*TUGAS*:
- A) Ubah paragraf yang diawali "Karena dalam praktik good corporate governance" dalam teks tentang tata kelola perusahaan menjadi daftar poin yang lebih ringkas. Pertahankan fakta utamanya.
- B) Tuliskan ulang kata demi kata seluruh bagian teks tentang tata kelola perusahaan, mulai dari "4.      Bagi  para" terus ke bawah sampai "pembagian laba BUMN.".

*BLOK TEKS*:
╔══

4.      Bagi  para  pemegang  saham,  dengan  peningkatan  kinerja  sebagaimana disebut pada poin 1, dengan sendirinya juga akan menaikkan nilai saham mereka dan juga nilai dividen yang akan mereka terima. Bagi negara, hal ini juga akan menaikkan jumlah pajak yang akan dibayarkan oleh perusahaan yang berarti akan terjadi peningkatan penerimaan negara dari sektor pajak. Apalagi bila perusahaan yang bersangkutan berbentuk perusahaan BUMN, maka peningkatan kinerja tadi juga akan dapat meningkatkan penerimaan negara dari pembagian laba BUMN.
5.      Karena dalam praktik good corporate governance karyawan ditempatkan sebagai salah satu stakeholder yang seharusnya dikelola dengan baik oleh perusahaan, maka motivasi dan kepuasan kerja karyawan juga diperkirakan akan meningkat. Peningkatan ini dalam tahapan selanjutnya tentu akan dapat pula meningkatkan produktivitas dan rasa memiliki (sense of belonging) terhadap perusahaan.
6.      Dengan      baiknya pelaksanaan  corporate governance, maka  tingkat kepercayaan para stakeholders kepada perusahaan            akan     meningkat sehingga citra positif perusahaan akan naik. Hal ini tentu saja akan dapat menekan biaya      (cost)   yang   timbul sebagai akibat tuntutan para stakeholders kepada perusahaan.
7.      Penerapan corporate governance yang konsisten juga akan meningkatkan kualitas laporan keuangan perusahaan. Manajemen akan cenderung untuk tidak melakukan rekayasa terhadap laporan keuangan, karena adanya kewajiban untuk mematuhi berbagai aturan dan prinsip akuntansi yang berlaku  dan  penyajian  informasi  secara  transparan. 
Dengan berbagai manfaat dan keuntungan yang dapat diberikan oleh penerapan   good corporate   governance sebagaimana   disebutkan   di atas,   wajar  kiranya        semua stakeholders  terutama            para    pelaku usaha   menyadari betapa pentingnya konsep ini bagi pemulihan kondisi usaha.  Seharusnya para pelaku usaha memandang dan menyadari bahwa  good corporate  governance merupakan suatu         kebutuhan yang harus dipenuhi agar mereka dapat      mencapai pertumbuhan yang berkualitas dan berkesinambungan.

╚══

*KUTIPAN DATA*:
╔══

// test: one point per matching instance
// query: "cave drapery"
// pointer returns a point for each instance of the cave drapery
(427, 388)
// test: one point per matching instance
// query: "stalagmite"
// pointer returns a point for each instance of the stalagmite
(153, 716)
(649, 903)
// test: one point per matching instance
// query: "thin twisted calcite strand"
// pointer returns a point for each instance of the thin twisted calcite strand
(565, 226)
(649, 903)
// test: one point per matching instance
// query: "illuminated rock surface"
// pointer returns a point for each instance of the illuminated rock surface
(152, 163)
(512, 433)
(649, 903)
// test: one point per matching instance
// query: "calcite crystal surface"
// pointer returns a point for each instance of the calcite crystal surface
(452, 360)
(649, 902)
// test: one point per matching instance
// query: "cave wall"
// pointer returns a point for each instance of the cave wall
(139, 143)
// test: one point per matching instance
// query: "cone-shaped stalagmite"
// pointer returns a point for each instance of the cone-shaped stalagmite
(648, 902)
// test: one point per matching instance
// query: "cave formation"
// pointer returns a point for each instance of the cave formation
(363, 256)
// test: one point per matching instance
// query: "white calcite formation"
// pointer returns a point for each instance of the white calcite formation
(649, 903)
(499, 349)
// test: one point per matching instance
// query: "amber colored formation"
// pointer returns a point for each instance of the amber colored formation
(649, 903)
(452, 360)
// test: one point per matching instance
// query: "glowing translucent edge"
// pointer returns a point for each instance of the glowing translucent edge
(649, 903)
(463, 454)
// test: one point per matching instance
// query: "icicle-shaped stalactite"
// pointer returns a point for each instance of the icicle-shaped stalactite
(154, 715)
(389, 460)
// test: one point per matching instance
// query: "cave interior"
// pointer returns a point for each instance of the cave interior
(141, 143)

╚══
╔══

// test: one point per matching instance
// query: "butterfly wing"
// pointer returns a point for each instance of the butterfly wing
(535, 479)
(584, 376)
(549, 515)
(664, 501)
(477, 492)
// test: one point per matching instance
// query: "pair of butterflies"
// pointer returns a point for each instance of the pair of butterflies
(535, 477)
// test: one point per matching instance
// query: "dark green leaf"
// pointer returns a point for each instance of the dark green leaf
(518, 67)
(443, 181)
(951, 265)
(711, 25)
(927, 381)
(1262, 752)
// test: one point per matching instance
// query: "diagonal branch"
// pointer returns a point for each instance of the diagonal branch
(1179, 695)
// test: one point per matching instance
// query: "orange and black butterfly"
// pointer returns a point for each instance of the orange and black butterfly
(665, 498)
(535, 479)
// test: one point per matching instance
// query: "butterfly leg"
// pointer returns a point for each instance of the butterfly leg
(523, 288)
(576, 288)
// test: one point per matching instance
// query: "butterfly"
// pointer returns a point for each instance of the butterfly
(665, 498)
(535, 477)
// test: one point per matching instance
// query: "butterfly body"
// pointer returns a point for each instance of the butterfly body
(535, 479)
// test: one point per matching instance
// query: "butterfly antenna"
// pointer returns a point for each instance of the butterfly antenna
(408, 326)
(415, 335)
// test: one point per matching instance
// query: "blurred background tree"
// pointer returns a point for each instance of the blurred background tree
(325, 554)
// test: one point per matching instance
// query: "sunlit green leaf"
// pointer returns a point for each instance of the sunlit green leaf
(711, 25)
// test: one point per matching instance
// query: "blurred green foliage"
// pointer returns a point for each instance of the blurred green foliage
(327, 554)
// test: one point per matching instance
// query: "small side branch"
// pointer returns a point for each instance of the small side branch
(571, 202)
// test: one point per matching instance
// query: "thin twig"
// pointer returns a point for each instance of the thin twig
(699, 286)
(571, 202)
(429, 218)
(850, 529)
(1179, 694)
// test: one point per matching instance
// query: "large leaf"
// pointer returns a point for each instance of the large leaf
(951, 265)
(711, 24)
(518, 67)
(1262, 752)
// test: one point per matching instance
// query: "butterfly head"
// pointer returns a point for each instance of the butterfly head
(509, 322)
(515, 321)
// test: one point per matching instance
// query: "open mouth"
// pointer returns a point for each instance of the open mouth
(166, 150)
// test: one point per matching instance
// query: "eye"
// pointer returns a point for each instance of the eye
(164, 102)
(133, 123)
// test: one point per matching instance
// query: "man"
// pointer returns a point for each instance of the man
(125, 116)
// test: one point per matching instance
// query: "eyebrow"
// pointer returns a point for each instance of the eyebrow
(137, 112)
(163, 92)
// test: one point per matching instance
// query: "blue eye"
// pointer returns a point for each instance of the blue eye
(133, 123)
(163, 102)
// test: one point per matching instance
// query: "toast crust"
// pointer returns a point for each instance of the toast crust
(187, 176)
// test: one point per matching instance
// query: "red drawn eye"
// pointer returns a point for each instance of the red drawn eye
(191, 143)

╚══

*JAWABAN YANG DIHARAPKAN*:
- A)
- Dalam praktik good corporate governance, karyawan ditempatkan sebagai salah satu stakeholder yang seharusnya dikelola dengan baik oleh perusahaan.
- Karena itu, motivasi dan kepuasan kerja karyawan diperkirakan meningkat.
- Pada tahap selanjutnya, peningkatan ini dapat menaikkan produktivitas dan rasa memiliki (sense of belonging) terhadap perusahaan.

- B)
4.      Bagi  para  pemegang  saham,  dengan  peningkatan  kinerja  sebagaimana disebut pada poin 1, dengan sendirinya juga akan menaikkan nilai saham mereka dan juga nilai dividen yang akan mereka terima. Bagi negara, hal ini juga akan menaikkan jumlah pajak yang akan dibayarkan oleh perusahaan yang berarti akan terjadi peningkatan penerimaan negara dari sektor pajak. Apalagi bila perusahaan yang bersangkutan berbentuk perusahaan BUMN, maka peningkatan kinerja tadi juga akan dapat meningkatkan penerimaan negara dari pembagian laba BUMN.